(Pointing dataset excerpts)
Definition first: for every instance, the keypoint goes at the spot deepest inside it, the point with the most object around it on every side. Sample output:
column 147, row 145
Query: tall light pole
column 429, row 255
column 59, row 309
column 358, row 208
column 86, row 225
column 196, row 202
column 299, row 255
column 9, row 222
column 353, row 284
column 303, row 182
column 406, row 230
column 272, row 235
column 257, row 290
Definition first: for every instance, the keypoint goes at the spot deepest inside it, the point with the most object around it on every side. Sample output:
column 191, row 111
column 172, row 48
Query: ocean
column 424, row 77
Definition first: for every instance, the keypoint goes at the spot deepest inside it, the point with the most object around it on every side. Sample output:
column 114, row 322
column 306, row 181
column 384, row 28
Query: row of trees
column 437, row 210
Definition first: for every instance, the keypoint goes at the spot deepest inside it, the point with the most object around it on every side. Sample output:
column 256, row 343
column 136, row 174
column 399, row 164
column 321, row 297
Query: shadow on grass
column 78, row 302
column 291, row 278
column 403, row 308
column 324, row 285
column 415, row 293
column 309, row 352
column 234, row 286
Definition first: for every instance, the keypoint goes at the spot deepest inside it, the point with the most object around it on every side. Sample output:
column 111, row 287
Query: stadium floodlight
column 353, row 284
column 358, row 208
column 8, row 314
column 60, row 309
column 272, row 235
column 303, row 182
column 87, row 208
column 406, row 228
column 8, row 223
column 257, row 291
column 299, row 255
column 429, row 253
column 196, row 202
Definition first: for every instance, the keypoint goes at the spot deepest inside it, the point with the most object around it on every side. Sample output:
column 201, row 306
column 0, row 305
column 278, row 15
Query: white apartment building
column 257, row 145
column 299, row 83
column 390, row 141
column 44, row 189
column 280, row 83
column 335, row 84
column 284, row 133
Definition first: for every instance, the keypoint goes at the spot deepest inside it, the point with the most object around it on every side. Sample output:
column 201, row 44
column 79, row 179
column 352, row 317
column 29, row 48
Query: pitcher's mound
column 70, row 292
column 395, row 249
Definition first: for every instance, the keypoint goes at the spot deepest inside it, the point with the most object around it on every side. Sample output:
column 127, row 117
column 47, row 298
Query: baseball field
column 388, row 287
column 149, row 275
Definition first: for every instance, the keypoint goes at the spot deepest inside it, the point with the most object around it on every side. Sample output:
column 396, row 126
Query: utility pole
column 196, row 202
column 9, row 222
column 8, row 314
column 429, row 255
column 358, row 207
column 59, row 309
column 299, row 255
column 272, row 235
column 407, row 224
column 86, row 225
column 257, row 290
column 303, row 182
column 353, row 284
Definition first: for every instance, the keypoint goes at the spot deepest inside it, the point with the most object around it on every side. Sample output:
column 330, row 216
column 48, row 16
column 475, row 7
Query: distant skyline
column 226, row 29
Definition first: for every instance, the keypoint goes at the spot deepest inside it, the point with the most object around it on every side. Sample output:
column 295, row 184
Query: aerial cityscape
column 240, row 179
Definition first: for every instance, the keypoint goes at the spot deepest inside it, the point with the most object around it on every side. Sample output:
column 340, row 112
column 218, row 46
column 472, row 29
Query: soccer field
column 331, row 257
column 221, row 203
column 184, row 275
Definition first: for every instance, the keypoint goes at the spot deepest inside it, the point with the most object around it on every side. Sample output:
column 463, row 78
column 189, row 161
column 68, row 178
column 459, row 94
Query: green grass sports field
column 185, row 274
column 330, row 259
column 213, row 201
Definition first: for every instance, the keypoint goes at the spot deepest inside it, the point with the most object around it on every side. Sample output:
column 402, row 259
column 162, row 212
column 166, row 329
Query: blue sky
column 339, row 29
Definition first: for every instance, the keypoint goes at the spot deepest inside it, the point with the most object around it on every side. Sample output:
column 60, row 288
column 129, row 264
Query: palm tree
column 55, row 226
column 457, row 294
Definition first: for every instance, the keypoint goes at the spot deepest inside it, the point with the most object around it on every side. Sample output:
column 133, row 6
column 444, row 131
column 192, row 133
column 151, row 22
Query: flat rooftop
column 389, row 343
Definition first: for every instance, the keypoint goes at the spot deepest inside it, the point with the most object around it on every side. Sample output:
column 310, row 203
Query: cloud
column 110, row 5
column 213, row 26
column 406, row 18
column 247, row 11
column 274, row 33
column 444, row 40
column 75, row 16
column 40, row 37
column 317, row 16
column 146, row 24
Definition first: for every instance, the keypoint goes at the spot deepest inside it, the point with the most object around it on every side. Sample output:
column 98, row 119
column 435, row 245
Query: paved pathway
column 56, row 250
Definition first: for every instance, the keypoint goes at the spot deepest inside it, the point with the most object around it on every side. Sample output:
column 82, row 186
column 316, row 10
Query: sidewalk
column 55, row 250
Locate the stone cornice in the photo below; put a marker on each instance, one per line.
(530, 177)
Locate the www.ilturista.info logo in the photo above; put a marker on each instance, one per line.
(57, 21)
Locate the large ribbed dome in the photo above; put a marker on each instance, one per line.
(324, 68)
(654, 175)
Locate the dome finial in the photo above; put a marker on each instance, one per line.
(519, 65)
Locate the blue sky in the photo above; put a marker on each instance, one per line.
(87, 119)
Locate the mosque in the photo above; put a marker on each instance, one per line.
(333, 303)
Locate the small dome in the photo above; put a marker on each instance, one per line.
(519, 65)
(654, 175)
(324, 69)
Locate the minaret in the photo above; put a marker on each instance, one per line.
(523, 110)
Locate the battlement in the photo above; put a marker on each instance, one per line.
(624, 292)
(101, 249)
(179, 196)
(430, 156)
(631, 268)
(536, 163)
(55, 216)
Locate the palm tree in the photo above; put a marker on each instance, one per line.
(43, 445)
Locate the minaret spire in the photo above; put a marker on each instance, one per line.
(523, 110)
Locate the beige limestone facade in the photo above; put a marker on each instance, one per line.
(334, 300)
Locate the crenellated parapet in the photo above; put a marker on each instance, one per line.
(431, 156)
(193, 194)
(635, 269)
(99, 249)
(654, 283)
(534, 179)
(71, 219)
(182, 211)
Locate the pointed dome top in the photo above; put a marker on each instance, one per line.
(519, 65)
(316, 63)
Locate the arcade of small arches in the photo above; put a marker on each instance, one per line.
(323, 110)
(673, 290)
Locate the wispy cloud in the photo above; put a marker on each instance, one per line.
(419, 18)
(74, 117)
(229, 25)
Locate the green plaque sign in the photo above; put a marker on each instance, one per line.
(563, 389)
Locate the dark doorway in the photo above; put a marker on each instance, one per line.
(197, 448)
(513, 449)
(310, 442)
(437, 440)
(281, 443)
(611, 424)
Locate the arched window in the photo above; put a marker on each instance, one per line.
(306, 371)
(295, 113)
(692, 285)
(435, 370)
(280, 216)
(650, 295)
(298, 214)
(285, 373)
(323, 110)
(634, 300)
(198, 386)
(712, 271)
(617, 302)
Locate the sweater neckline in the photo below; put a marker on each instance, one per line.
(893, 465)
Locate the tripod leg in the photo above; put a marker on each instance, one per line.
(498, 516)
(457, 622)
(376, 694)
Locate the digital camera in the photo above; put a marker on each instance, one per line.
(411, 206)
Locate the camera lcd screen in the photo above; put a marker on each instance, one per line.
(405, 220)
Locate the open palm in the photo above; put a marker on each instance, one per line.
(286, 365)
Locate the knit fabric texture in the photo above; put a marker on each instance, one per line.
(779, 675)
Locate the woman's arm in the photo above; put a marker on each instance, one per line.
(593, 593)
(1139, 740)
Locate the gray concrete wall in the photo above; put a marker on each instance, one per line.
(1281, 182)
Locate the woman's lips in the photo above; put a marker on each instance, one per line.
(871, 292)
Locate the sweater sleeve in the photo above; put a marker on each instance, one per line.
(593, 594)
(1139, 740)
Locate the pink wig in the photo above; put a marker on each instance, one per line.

Job:
Edit the part of the records that opens with the line containing "Locate the arched" and closes at the end of the records, changing "sweater" to "cardigan" and leaving everything else unchanged.

Problem solution:
Locate the arched window in the photo above; put a marker on each instance, one per line.
(306, 371)
(295, 113)
(692, 285)
(435, 370)
(280, 216)
(650, 295)
(298, 214)
(285, 373)
(323, 110)
(634, 300)
(198, 386)
(712, 271)
(617, 302)
Locate the cardigan neckline in the photo below; put a marker on each instance, one per line.
(893, 465)
Locate the tripod leg in the photo above; put a marker on each instance, one per line.
(498, 516)
(457, 622)
(376, 694)
Locate the digital camera in the photo above; put a marker on each instance, one per line.
(411, 206)
Locate the camera lcd screen in the photo above; put a marker on each instance, one per line.
(405, 220)
Locate the open palm in the photo above; put a marker on each instance, one per line.
(286, 365)
Locate the knit fabric texture in the photo above; put a marker on each instance, one per line.
(779, 675)
Locate the woman's arm in the photo above; put a marker on each instance, one per line.
(593, 593)
(1139, 740)
Locate the gray concrete wall in the photo above; put a marker on each instance, one per line.
(1281, 182)
Locate the woman's lips in the photo above; put a marker on each instance, one per line.
(871, 292)
Locate the cardigan sleeve in the photo above; put a marker on each instance, one per line.
(593, 594)
(1139, 740)
Locate the pink wig in the photo above; put a marker on each instance, one per line.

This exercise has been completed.